(Beginning of Task material)
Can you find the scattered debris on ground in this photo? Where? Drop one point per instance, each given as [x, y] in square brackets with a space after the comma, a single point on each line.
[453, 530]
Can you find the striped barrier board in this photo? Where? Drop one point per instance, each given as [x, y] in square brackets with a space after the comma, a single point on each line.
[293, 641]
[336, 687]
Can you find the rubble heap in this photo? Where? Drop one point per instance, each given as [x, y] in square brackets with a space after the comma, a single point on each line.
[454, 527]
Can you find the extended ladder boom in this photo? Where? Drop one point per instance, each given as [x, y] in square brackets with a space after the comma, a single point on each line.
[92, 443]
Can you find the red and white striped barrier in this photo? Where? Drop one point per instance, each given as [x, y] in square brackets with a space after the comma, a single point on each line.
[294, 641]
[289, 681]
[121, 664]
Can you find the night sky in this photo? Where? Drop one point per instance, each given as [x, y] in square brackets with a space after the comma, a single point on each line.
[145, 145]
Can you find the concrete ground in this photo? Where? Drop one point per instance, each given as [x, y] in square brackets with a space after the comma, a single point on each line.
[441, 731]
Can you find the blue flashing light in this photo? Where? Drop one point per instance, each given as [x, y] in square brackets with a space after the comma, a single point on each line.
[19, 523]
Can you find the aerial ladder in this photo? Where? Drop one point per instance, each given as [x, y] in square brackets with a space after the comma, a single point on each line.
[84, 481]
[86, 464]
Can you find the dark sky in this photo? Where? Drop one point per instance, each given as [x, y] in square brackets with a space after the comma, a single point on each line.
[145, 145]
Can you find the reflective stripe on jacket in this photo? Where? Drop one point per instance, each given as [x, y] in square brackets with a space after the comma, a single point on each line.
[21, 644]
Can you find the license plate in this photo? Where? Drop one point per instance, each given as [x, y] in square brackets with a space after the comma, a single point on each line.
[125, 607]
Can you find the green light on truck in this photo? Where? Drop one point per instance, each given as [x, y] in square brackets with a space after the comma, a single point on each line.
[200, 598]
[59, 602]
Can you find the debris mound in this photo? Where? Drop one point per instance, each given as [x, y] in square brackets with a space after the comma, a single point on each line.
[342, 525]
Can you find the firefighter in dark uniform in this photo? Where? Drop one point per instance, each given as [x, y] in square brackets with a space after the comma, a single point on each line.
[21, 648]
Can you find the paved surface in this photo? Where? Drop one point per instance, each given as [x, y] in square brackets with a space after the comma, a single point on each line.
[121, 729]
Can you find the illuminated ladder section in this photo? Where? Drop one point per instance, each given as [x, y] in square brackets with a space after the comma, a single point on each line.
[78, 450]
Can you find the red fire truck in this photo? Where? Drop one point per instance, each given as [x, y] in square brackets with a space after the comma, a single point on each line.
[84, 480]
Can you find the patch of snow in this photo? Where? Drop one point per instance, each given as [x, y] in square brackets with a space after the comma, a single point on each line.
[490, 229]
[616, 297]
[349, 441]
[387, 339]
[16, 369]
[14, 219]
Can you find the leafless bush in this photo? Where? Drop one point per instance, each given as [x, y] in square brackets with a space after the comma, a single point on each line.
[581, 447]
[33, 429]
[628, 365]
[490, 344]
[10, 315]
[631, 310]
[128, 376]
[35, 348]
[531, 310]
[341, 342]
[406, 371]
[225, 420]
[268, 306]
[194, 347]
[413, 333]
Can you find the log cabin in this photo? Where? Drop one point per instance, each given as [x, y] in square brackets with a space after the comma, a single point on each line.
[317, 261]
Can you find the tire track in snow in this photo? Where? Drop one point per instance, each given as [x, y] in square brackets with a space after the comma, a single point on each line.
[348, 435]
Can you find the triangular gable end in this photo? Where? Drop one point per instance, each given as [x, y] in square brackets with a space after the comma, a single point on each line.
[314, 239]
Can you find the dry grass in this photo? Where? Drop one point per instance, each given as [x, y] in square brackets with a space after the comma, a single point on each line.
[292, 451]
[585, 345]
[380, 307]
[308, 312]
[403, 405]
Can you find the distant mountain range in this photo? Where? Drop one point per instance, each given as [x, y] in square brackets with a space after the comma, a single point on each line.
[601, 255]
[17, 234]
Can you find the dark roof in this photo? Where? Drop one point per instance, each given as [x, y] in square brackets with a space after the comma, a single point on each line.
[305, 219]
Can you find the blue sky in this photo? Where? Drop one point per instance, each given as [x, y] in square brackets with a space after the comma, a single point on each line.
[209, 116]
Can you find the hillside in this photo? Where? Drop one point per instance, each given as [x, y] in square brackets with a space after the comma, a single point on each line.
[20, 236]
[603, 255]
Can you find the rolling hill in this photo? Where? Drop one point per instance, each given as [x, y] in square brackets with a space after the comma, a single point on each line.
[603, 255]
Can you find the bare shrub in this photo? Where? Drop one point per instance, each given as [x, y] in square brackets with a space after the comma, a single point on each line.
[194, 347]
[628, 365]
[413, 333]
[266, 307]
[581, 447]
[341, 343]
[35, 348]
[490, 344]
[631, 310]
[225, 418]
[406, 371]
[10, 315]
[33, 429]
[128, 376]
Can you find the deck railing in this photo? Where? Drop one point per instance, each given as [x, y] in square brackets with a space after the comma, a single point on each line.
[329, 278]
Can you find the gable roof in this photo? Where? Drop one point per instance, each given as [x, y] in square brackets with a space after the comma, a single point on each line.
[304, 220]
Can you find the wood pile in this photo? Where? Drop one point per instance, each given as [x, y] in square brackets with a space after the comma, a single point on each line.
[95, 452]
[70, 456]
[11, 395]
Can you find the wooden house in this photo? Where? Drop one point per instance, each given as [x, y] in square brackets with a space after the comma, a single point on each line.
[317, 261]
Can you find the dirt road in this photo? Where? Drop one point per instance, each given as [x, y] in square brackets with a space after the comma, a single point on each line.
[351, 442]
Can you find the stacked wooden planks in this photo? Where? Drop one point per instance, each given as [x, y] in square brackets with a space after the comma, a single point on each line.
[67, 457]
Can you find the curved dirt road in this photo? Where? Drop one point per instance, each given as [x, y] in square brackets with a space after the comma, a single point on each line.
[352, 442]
(End of Task material)
Exercise brief
Quote, word for word, every line starting at the one that contains "Can you find the stacked" and ending with the final line of the entries.

Exercise output
Can you find the stacked wooden planks in this photo? Where? Drop one point per instance, each given as [x, y] in square brackets with a space after the comma, a single point on each line.
[67, 457]
Can you find the curved dirt road in this photo? Where? Drop one point per instance, each given as [x, y] in square brackets with a space after the comma, a single point on each line.
[352, 442]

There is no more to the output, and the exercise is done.